• WORK TO COMPLETE:
A) Reproduce everything in the article on the "Walking Dead" stuntman trial from "Wrongful death trial over" down to "of his mistake.".
B) According to the article on the "Walking Dead" stuntman trial, how long is the trial expected to last?

• EXCERPT TO READ:
____________
Wrongful death trial over ‘Walking Dead’ stuntman begins
The wrongful death trial of “Walking Dead” stuntman John Bernecker started Tuesday in Georgia, with AMC Networks’ attorneys arguing that his tragic death was a result of his mistake.
Bernecker, who was 33, died in 2017 from injuries sustained while filming a scene for the series’ eighth season. A trial started Tuesday in Gwinnett County, Georgia, where the show is based, after his mother Susan Bernecker brought a wrongful death suit against the cable network last year. It is expected to last 10 days.
While film- and TV-related deaths have declined over the last two decades, thanks to new safety provisions and the use of digital effects to replace physical stunts, there have been a series of high-profile deaths and injuries on sets in recent years. Sarah Jones was killed in Georgia in a 2014 train accident during the making of “Midnight Rider,” and her family was awarded $11.2 million after filing a wrongful death lawsuit. Two crew members of the Tom Cruise movie “American Made” died in a plane crash during production in Colombia in 2015. And in 2018, stuntwoman Joi “S.J.” Harris died after performing a motorcycle stunt for the superhero sequel “Deadpool 2” in Vancouver, Canada.
Bernecker died after performing a 22-foot fall off a balcony, landing on a part of the ground that wasn’t padded or protected. Bernecker’s death, from blunt force trauma, was ruled accidental by a coroner. The suit alleged that there was no ambulance on site and that it took 30 minutes from the time of the fall until he was evacuated by helicopter for medical treatment.
“This was a tragic accident, and our deepest sympathies continue to go out to John Bernecker’s family and friends,” AMC Networks, producer of the 10-season-long show, said in a statement. “The set of ‘The Walking Dead’ is safe, and is regularly evaluated to ensure that it adheres to all industry standards and guidelines related to stunts and stunt safety, notwithstanding this very sad and isolated accident.”
Bernecker was experienced, appearing in films including “Get Out,” “Logan” and “The Fate of the Furious.” His family filed the wrongful death suit in January 2018, alleging that the fatal fall resulted from a lack of rehearsal by the production and failure to follow industry standards.
AMC, however, has blamed Bernecker for the death. Despite having placed safety mats for his landing, the stuntman hung onto a rail that changed the trajectory of his landing, missing the mats, the company argued in court.
“Unfortunately, the evidence will show that Mr. Bernecker made a mistake,” David Dial, an attorney representing AMC, said in court Tuesday. “That purposeful action in hanging on is what took him away from the safety of the mat that he located.”
Attorney Jeff Harris, acting for the Bernecker family, said on the first day of the trial that AMC failed to follow its own policies and procedures regarding safety during the stunt. There was no production safety representative and a 10-foot capture system used in Bernecker’s planned fall was inadequate, Harris said. “No stunt performer has died performing a fall in 17 years because there are specific safety policies and procedures in place,” Harris said.
____________
(Stored data)
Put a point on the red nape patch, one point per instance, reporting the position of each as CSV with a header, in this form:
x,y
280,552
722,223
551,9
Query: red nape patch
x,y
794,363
____________
• TASK-BY-TASK OUTPUTS:
A)
Wrongful death trial over ‘Walking Dead’ stuntman begins
The wrongful death trial of “Walking Dead” stuntman John Bernecker started Tuesday in Georgia, with AMC Networks’ attorneys arguing that his tragic death was a result of his mistake.

B) 10 days.